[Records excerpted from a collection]
○ ○ ○

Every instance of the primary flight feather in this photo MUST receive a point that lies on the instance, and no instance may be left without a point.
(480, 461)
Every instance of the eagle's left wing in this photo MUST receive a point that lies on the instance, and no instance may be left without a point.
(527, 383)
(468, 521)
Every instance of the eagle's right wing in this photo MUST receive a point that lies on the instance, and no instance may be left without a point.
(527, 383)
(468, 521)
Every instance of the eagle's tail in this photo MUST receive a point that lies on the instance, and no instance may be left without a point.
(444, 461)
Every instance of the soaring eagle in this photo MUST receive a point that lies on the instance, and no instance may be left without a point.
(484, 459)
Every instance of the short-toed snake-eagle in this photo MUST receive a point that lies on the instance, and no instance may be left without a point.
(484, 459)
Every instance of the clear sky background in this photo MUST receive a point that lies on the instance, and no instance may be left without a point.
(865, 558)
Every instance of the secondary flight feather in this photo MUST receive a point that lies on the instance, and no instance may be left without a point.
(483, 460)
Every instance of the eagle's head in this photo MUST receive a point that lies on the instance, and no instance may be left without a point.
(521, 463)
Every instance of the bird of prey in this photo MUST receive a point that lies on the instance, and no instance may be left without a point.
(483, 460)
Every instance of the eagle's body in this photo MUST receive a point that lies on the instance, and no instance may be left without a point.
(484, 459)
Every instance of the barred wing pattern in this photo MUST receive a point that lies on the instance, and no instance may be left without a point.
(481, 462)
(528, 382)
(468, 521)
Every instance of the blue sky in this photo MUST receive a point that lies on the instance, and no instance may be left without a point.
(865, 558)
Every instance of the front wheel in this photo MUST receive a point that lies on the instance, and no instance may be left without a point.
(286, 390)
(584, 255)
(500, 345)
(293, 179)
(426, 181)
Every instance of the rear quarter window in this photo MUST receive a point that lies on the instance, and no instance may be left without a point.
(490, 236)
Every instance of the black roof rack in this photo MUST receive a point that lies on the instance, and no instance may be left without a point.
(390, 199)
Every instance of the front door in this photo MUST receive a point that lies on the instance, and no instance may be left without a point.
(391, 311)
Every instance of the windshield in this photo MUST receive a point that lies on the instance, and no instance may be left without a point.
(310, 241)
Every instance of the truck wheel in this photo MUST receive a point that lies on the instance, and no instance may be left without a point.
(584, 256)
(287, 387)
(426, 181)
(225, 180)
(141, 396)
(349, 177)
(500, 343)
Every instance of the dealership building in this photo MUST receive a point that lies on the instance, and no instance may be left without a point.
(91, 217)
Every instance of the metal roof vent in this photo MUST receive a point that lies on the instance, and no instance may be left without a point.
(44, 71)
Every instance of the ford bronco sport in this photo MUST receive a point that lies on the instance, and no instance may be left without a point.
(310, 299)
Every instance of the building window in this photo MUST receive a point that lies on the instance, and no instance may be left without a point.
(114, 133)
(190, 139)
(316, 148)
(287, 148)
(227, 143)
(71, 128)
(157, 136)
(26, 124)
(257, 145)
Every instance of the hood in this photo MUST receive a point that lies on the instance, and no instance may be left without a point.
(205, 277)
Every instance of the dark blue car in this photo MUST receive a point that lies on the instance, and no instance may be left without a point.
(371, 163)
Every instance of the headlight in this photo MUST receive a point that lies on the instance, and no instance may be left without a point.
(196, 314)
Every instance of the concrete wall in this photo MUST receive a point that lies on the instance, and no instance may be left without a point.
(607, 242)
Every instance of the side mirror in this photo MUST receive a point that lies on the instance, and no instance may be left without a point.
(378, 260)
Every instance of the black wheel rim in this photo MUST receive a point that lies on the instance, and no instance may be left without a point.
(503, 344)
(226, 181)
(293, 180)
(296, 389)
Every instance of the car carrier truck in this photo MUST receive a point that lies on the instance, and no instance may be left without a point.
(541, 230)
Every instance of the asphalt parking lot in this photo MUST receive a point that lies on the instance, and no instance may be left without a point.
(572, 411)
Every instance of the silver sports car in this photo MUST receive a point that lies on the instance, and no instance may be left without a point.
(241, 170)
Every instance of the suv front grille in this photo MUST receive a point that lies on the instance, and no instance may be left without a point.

○ ○ ○

YOUR ASSIGNMENT: Reproduce the lines from the one containing "Every instance of the building" to the end of the entries, keeping both ends and adding nothing.

WRITTEN RESPONSE:
Every instance of the building window in this photo MUST receive a point that lies on the instance, and no instance may be left without a point.
(114, 133)
(190, 139)
(316, 148)
(287, 148)
(227, 143)
(71, 128)
(157, 136)
(26, 124)
(257, 145)
Every instance of the hood in this photo MUST receive a point that lies on the instance, and no instance may be left without a point.
(205, 277)
Every instance of the dark blue car in this photo MUST receive a point that lies on the instance, and no instance may be left without a point.
(371, 163)
Every instance of the headlight in this photo MUST receive a point that lies on the instance, and no instance may be left without a point.
(196, 314)
Every instance of the concrete wall in this photo MUST receive a point that lies on the instance, and no instance may be left without a point.
(607, 242)
Every instance of the side mirror in this photo MUST receive a point that lies on the instance, and no instance may be left without a point.
(378, 260)
Every instance of the black wheel rim in this photo MUST receive a point that lies on the instance, and no instance may be left without a point.
(503, 344)
(226, 181)
(293, 180)
(296, 389)
Every instance of the car carrier truck in this photo MUST receive a point that lies on the instance, and no instance may be left without a point.
(541, 230)
Every instance of the asphalt parking lot in this photo MUST receive a point that lies on the instance, and no instance may be left without a point.
(572, 411)
Every instance of the silver sports car in this photo MUST receive a point that lies on the instance, and no instance may be left without a point.
(241, 170)
Every instance of the suv front grille in this photo MUST receive a point that lies on the instance, and no instance may be left without a point.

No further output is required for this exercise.